• **Work to be completed**: In your reply, repeat every entry exactly and skip over each picture.

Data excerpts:
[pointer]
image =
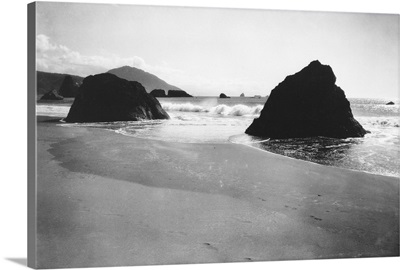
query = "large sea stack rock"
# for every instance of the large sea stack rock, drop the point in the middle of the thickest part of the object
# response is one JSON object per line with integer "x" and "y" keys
{"x": 178, "y": 93}
{"x": 68, "y": 87}
{"x": 158, "y": 93}
{"x": 52, "y": 95}
{"x": 307, "y": 104}
{"x": 106, "y": 97}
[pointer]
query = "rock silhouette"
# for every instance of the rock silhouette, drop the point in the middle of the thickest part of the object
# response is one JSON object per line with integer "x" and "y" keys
{"x": 307, "y": 104}
{"x": 52, "y": 95}
{"x": 178, "y": 93}
{"x": 106, "y": 97}
{"x": 158, "y": 93}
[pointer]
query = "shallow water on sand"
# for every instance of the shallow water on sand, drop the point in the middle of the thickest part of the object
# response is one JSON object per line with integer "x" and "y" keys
{"x": 214, "y": 120}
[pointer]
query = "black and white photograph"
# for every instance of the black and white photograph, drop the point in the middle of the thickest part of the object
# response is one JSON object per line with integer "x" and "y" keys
{"x": 181, "y": 135}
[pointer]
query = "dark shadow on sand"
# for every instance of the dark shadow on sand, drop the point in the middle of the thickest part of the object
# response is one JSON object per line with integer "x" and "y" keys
{"x": 20, "y": 261}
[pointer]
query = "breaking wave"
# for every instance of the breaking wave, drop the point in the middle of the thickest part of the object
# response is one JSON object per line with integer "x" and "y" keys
{"x": 222, "y": 109}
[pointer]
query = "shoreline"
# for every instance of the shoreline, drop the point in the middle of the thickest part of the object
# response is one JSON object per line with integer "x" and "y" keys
{"x": 110, "y": 199}
{"x": 60, "y": 120}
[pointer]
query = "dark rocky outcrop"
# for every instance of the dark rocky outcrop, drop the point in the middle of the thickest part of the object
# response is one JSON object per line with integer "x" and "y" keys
{"x": 307, "y": 104}
{"x": 158, "y": 93}
{"x": 52, "y": 95}
{"x": 106, "y": 97}
{"x": 68, "y": 87}
{"x": 178, "y": 93}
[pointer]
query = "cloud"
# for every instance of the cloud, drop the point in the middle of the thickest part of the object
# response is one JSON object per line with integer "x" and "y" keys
{"x": 58, "y": 58}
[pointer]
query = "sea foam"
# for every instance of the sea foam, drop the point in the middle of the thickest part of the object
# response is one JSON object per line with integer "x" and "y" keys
{"x": 221, "y": 109}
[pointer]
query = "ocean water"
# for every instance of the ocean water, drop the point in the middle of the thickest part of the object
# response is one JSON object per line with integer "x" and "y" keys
{"x": 214, "y": 120}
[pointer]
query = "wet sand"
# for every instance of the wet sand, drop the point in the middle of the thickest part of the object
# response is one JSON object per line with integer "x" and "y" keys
{"x": 105, "y": 199}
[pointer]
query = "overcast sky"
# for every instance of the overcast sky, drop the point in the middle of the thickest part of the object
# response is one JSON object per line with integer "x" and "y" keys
{"x": 208, "y": 51}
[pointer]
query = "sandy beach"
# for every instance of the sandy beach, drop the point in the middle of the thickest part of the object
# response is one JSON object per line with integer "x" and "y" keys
{"x": 105, "y": 199}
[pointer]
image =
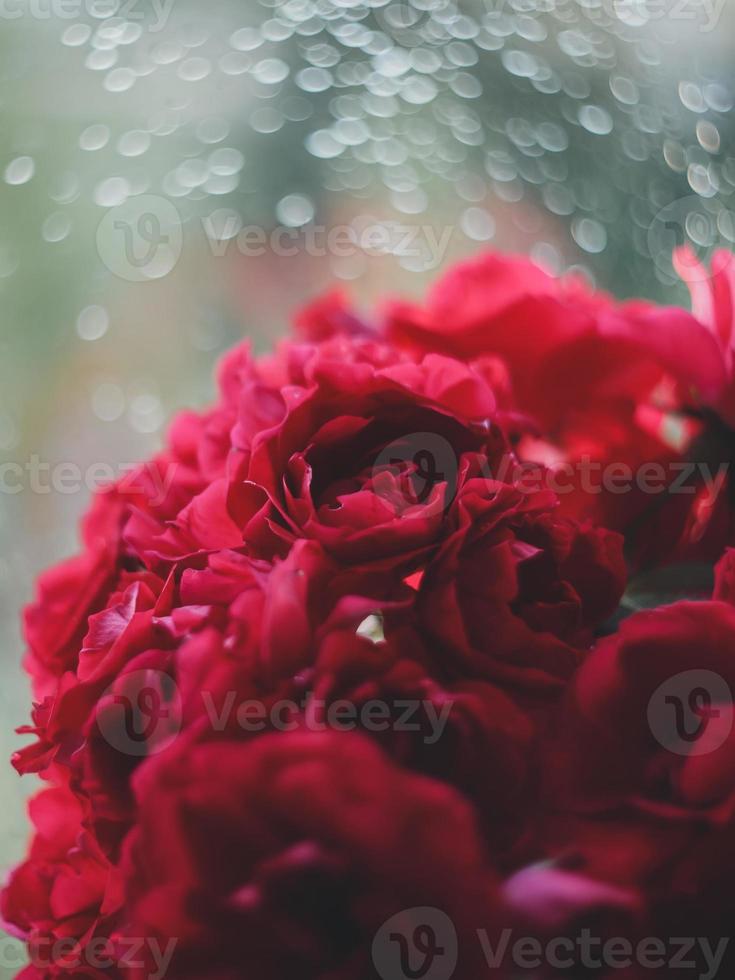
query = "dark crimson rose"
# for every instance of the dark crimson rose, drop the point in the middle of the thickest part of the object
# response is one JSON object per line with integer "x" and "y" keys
{"x": 642, "y": 773}
{"x": 349, "y": 542}
{"x": 515, "y": 592}
{"x": 64, "y": 889}
{"x": 319, "y": 841}
{"x": 365, "y": 459}
{"x": 596, "y": 388}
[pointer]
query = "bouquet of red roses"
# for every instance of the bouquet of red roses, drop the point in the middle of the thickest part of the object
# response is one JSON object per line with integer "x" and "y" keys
{"x": 413, "y": 657}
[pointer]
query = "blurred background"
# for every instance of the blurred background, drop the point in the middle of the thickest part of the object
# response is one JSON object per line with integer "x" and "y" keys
{"x": 175, "y": 176}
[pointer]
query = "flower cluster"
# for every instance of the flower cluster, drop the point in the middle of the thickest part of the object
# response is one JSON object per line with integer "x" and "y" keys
{"x": 367, "y": 654}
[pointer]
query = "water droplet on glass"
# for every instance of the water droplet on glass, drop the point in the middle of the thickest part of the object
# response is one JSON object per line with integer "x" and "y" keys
{"x": 76, "y": 35}
{"x": 295, "y": 210}
{"x": 134, "y": 143}
{"x": 20, "y": 170}
{"x": 93, "y": 322}
{"x": 94, "y": 137}
{"x": 120, "y": 80}
{"x": 477, "y": 224}
{"x": 111, "y": 192}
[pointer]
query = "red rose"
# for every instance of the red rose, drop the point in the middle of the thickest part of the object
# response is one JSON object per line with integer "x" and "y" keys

• **Answer below**:
[pointer]
image =
query = "large sea stack rock"
# for every instance of the large sea stack rock, drop the point in the middle of the thickest part of the object
# response is one JSON object per line with integer "x" and "y" keys
{"x": 178, "y": 93}
{"x": 68, "y": 87}
{"x": 158, "y": 93}
{"x": 52, "y": 95}
{"x": 307, "y": 104}
{"x": 106, "y": 97}
[pointer]
query = "rock silhouette"
# for every instance of the rock silhouette, drop the point in the middle of the thickest part of the object
# response is one JSON object per line with integer "x" and "y" keys
{"x": 307, "y": 104}
{"x": 52, "y": 95}
{"x": 178, "y": 93}
{"x": 106, "y": 97}
{"x": 158, "y": 93}
[pointer]
query = "shallow water on sand"
# for every instance of the shallow water on sand, drop the point in the middle of the thickest part of the object
# response is one JSON object per line with integer "x" and "y" keys
{"x": 214, "y": 120}
[pointer]
query = "black and white photograph"
# for every instance of the black and white photograph, drop the point in the middle of the thickest part of the object
# response is one JSON object per line with integer "x" and "y" keys
{"x": 181, "y": 135}
[pointer]
query = "dark shadow on sand"
# for every instance of the dark shadow on sand, drop the point in the middle of the thickest part of the object
# response is one JSON object per line with integer "x" and "y" keys
{"x": 20, "y": 261}
[pointer]
query = "breaking wave"
# for every instance of the breaking wave, drop the point in the middle of the thickest part of the object
# response is one JSON object per line with integer "x" and "y" keys
{"x": 222, "y": 109}
[pointer]
query = "shoreline"
# for every instance of the shoreline, drop the point in the middle of the thickest part of the object
# response is one JSON object per line with integer "x" and "y" keys
{"x": 110, "y": 199}
{"x": 60, "y": 120}
[pointer]
query = "dark rocky outcrop"
# for every instance of the dark rocky outcrop, drop the point in the middle of the thickest part of the object
# response is one JSON object per line with integer "x" and "y" keys
{"x": 307, "y": 104}
{"x": 158, "y": 93}
{"x": 52, "y": 95}
{"x": 106, "y": 97}
{"x": 68, "y": 87}
{"x": 178, "y": 93}
[pointer]
query = "cloud"
# for every instance of the cloud, drop the point in the middle of the thickest part of the object
# response is one JSON object per line with integer "x" and "y" keys
{"x": 58, "y": 58}
[pointer]
query = "sea foam"
# for every instance of the sea foam, drop the point in the middle of the thickest part of the object
# response is one JSON object per line with integer "x" and "y" keys
{"x": 221, "y": 109}
[pointer]
query = "ocean water"
# for every instance of the ocean water, drop the point in the middle of the thickest part of the object
# response is one JSON object per line with integer "x" and "y" keys
{"x": 214, "y": 120}
[pointer]
query = "wet sand"
# for every instance of the wet sand, drop the point in the middle of the thickest part of the object
# response is one JSON object per line with integer "x" and "y" keys
{"x": 105, "y": 199}
[pointer]
query = "overcast sky"
# for every instance of the overcast sky, drop the point in the middle of the thickest part of the object
# response is one JSON object per line with integer "x" and "y" keys
{"x": 208, "y": 51}
[pointer]
query = "sandy beach"
# for every instance of the sandy beach, drop the point in the middle of the thickest part of the object
# response is one JSON object per line with integer "x" and "y" keys
{"x": 105, "y": 199}
[pointer]
image =
query = "dark crimson rose"
# for every instance of the dark crimson rose, drop the point in the middle of the thickest part of the object
# response is one JSON object per line with integer "x" and "y" keys
{"x": 642, "y": 773}
{"x": 349, "y": 542}
{"x": 515, "y": 592}
{"x": 64, "y": 889}
{"x": 319, "y": 841}
{"x": 365, "y": 459}
{"x": 596, "y": 388}
[pointer]
query = "bouquet of red roses"
# for every instance of the bouquet of red roses, drop the point in the middle of the thickest part of the object
# response is one JSON object per line with integer "x" and "y" keys
{"x": 413, "y": 657}
[pointer]
query = "blurred background"
# for every instance of the blurred background, drop the point in the middle of the thickest part of the object
# response is one JSON object per line with integer "x" and "y" keys
{"x": 175, "y": 176}
[pointer]
query = "flower cluster"
# for every instance of the flower cluster, drop the point in the middle of the thickest part of the object
# response is one JSON object per line with integer "x" and "y" keys
{"x": 367, "y": 654}
[pointer]
query = "water droplet on glass"
# for every instance of the water droplet on glass, drop the point in the middle of the thickest part of the object
# response is one JSON object per line with integer "x" and "y" keys
{"x": 76, "y": 35}
{"x": 295, "y": 210}
{"x": 134, "y": 143}
{"x": 20, "y": 170}
{"x": 93, "y": 322}
{"x": 94, "y": 137}
{"x": 120, "y": 80}
{"x": 477, "y": 224}
{"x": 111, "y": 192}
[pointer]
query = "red rose"
# for every instance of the red rose, drop the point in the middle of the thickest part of the object
# response is one JSON object per line with integer "x" and "y" keys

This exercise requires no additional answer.